■ **EXCERTO DA FONTE**

..............................

Não é se o professor souber como transmitir a informação, e, sim, caros colegas, o professor pode ser um contador de histórias, seja ele professor de história, geografia, física ou pique-esconde.


Existe um motivo muito bom porque todos os jogos da Bioware têm um “codex” da vida, onde o jogador acumula informações sobre o universo do jogo: porque, quando o jogador abre o codex, ele espera ler algo mais enciclopédico. Seu cérebro entra em outra marcha, porque ele sabe que aí não encontrará ação, mas sim informação direta. E o mesmo motivo pelo qual a maioria dos jogadores de MMO não se dão ao trabalho de ler textos enormes de quests. O ritmo de um MMO é rápido e, geralmente, existem centenas de quests. Se o jogador parar para ler todo texto de quest, ele vai estar “perdendo tempo” (no ponto de vista da maioria dos jogadores). É por isso que o jeito certo (ao meu ver) de se contar uma história em um MMO não é através de quest, mas sim de eventos, cenários e a disposição de objetos, monstros e loot.
Essa é uma das principais vantagens que o video game tem sobre os livros: o elemento visual que faz parte da maioria dos jogos permite a narrativa sem palavras. Já falei sobre isso antes, mencionando exemplos como Fallout. A Bethesda é mestre nisso.


Ok, e em um livro? Como eu conto sobre o mundo sem explicar tudo com palavras? A primeira resposta é que você não explica. Segure essa ansiedade. Nem tudo o que você criou precisa ser sabido pelo leitor. A informação é relevante para a história que você está contando? Se não for, corte. Todo elemento incluído numa história tem de ter um papel. Por exemplo, em Império de Diamante existe muito mais por baixo dos panos sobre o sistema de magia, existem muitos outros povos, existem províncias não mencionadas, existem personagens secundários que aparecem brevemente. Ou seja, existe muito mais “sob o capô”, mas, se não é relevante à história que estou contando NAQUELE livro, eu corto.


“Tá, mas o que eu tenho aqui é SIM relevante à história, tá!”


Tá bom. Nesse caso você precisa diluir essa informação dentro da ação.


CALMA! Resista a essa vontade louca de colocar um personagem explicando algo para outro. Isso é arriscado, e também tem nome. É o infame “As you know, Bob”. É o clássico trecho de livros antigos e alguns filmes onde um personagem vira para outro e começa falando “Como você sabe, João, vinte anos atrás nosso planeta foi invadido por alienígenas que sugam mentes e por isso nós vivemos agora no subterrâneo.”
Não, cara. Não faz isso. O truque mais usado (e que eu confesso ter usado no início do Império de Diamante) é ter um ou mais personagens que não conhecem o ambiente em que estão. Mas aí entra o uso do personagem: como cada personagem reage à informação descoberta? A partir desse ponto a informação passa não só a informar, mas também a construir e mostrar o personagem. Uma cena pode ser construída em torno da descoberta de uma informação sobre o mundo, a reação diferente de personagens diferentes e o conflito gerado por isso.

..............................

■ **MATERIAL FORNECIDO**
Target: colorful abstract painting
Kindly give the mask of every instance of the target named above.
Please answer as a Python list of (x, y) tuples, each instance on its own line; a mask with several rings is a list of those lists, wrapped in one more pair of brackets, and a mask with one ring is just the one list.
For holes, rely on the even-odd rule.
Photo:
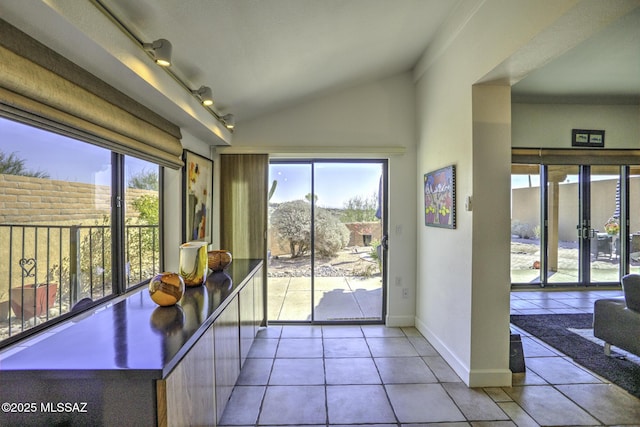
[(183, 240), (211, 243), (213, 162), (184, 151)]
[(424, 223), (456, 228), (455, 166), (424, 174)]

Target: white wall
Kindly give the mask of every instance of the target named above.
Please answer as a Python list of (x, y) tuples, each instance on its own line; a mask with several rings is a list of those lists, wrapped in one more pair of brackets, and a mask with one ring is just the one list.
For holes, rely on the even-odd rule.
[(570, 148), (572, 129), (605, 131), (605, 148), (640, 147), (640, 106), (513, 104), (514, 147)]
[(469, 386), (511, 380), (509, 84), (614, 19), (606, 6), (463, 0), (416, 68), (416, 178), (455, 164), (458, 194), (456, 230), (425, 227), (416, 211), (416, 325)]
[[(389, 159), (387, 324), (394, 326), (413, 326), (415, 316), (414, 102), (411, 74), (404, 73), (239, 122), (233, 147), (219, 150), (271, 157)], [(405, 287), (409, 298), (402, 298)]]

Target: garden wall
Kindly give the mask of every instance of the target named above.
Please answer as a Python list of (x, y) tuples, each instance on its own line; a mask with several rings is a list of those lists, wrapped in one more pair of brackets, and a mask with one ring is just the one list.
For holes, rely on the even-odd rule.
[[(153, 191), (128, 188), (127, 217), (137, 217), (131, 202)], [(111, 188), (79, 182), (0, 174), (0, 224), (93, 224), (109, 214)]]
[[(604, 231), (604, 224), (616, 208), (616, 179), (593, 181), (591, 183), (591, 228)], [(640, 231), (640, 178), (633, 177), (629, 183), (630, 228), (631, 233)], [(561, 241), (577, 240), (578, 184), (560, 184), (559, 230)], [(511, 190), (511, 220), (529, 224), (540, 224), (540, 188), (527, 187)]]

..............................

■ **ORDEM DE SERVIÇO A**
De acordo com o excerto, por que a maioria dos jogadores de MMO não se dá ao trabalho de ler os textos enormes das quests? Responda em uma a três frases.
■ **ORDEM DE SERVIÇO B**
Que nome o excerto atribui ao recurso de colocar um personagem explicando algo para outro?
Os itens não guardam relação com o excerto.

■ **SUA SOLUÇÃO A**
O ritmo de um MMO é rápido e, geralmente, existem centenas de quests. Por isso, parar para ler todo o texto de cada quest significaria, no ponto de vista da maioria dos jogadores, "perder tempo".

■ **SUA SOLUÇÃO B**
"As you know, Bob".